▸ Selected excerpt
Infidelity and Divorce

Infidelity and Divorce

Some couples are committed to staying married for life. There may be just a couple things that would ruin their marriage and cause them to file for divorce – abuse and infidelity. Unfortunately, both situations are common in marriages in America. Infidelity is actually on the rise, and it is threatening many marriages as social media and internet usage increase.

Infidelity is defined as cheating on a spouse. This means engaging in an emotional or physical affair. A person does not have to have sex with someone to be in an affair. Spending an abnormal amount of time with someone and connecting with them on an emotional level can be an affair, and can be just as damaging to a marriage.

Infidelity can occur in many ways. Some people are not satisfied in their current relationship, so they look for satisfaction outside of the marriage. Some actively look for new partners. They may advertise on dating sites. They may contact previous partners. Others may not be actively seeking affairs. Instead, they may naturally happen as they meet new people at work, in school or in clubs.

Infidelity is different based on genders. Women primarily cheat for an emotional connection. Men, on the other hand, tend to seek sex. They may be bored with sex in their marriage and want to experience adventure. The male ego is another reason for infidelity. Men want to know that they are still attractive to the opposite sex.

Infidelity tends to occur when one partner has reached a midlife crisis and during the fifth and seventh years of marriage, hence the ‘seven-year itch.’

Men are more likely than women to have an affair. 22% of married men have had an affair, while 14% of women have done so. Affairs are common among co-workers, accounting for 36% of affairs. Interestingly, they are also common among families, with 17% of affairs occurring with a brother-in-law or sister-in-law.

Many people were unaware of the infidelity occurring in their marriage. 70% of women were unaware that their husband was cheating on them. 54% of men were unaware of their wife’s affair.

Can a Marriage Survive Infidelity?

There is no law stating that an affair has to lead to divorce. In fact, only 17% of divorces are caused by infidelity. However, staying married after an affair is easier said than done.

▸ Provided material
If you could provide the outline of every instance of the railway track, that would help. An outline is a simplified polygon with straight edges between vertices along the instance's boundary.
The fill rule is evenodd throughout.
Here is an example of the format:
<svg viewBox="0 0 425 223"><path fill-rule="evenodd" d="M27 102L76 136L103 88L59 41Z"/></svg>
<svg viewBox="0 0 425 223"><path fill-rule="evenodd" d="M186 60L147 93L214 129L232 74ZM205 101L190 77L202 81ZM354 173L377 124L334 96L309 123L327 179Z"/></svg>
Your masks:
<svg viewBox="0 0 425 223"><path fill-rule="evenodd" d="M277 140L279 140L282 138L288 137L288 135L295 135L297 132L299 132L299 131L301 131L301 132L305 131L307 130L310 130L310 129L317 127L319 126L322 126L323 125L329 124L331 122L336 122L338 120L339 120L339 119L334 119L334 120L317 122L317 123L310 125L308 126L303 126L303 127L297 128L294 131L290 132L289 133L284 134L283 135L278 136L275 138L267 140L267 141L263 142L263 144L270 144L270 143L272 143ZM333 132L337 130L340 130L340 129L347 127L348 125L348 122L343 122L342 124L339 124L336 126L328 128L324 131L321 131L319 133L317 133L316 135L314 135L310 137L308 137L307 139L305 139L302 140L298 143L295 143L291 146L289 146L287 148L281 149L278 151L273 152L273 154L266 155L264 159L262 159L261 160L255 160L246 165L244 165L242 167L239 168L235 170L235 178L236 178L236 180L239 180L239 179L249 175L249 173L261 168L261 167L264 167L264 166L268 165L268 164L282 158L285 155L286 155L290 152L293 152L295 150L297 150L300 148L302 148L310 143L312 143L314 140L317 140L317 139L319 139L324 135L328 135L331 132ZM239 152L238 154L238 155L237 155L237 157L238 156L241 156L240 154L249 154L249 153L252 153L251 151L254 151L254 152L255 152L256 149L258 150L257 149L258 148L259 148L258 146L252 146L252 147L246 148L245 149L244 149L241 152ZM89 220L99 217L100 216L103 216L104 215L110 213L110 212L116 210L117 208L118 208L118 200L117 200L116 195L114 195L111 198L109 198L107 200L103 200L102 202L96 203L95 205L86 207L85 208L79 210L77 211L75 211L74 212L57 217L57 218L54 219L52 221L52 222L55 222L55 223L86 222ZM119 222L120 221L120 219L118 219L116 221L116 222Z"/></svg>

▸ Task instructions
• 1. List every percentage figure given in the infidelity and divorce article, each with what it measures.
• 2. Please carry on the infidelity and divorce article from the point where it stops.
The listing is drawn from a separate source and has no connection to the article.

▸ In response
• 1.
- 22%: married men who have had an affair
- 14%: married women who have had an affair
- 36%: affairs that occur among co-workers
- 17%: affairs that occur with a brother-in-law or sister-in-law
- 70%: women who were unaware that their husband was cheating on them
- 54%: men who were unaware of their wife's affair
- 17%: divorces caused by infidelity

• 2.
For many marriages, infidelity is a deal breaker and grounds for divorce. That is because the foundation of any marriage is trust. When that trust is broken because of an affair or any other reason, the marriage becomes broken. It is hard to regain the other spouse’s trust. An affair can lead to anger and betrayal, and many spouses find it hard to move past that.

Some marriages, however, do continue despite infidelity. For some couples, it is due to apathy. They do not care about what is going on and they do not want to divorce. The affair continues on, with no effort invested into the marriage.

Others invest in the marriage and work hard to rebuild the marriage. To do so, there are several steps the couple needs to take. First, the affair has to end. All it does is distract the parties from the marriage. It is also good for the couple to talk about the affair. This helps the hurt spouse come to grips with what happened. There also needs to be guilt and remorse from the cheating spouse. This helps the hurt spouse start to heal and forgive the cheating spouse for his or her transgressions.

The couple then needs to focus on the marriage. They need to spend more time together doing things they enjoy and refraining from discussing the affair. They also need to commit to being open and honest from now on—no more secrets.


Will Infidelity Affect the Outcome of Your Divorce?

In the past, adultery was considered a serious crime. In some countries, it is punishable by death. In the United States, it is rarely prosecuted. Since many states allow for no-fault divorces, you do not have to have a reason to divorce. Proving that your marriage ended because of adultery will not likely be advantageous on your part.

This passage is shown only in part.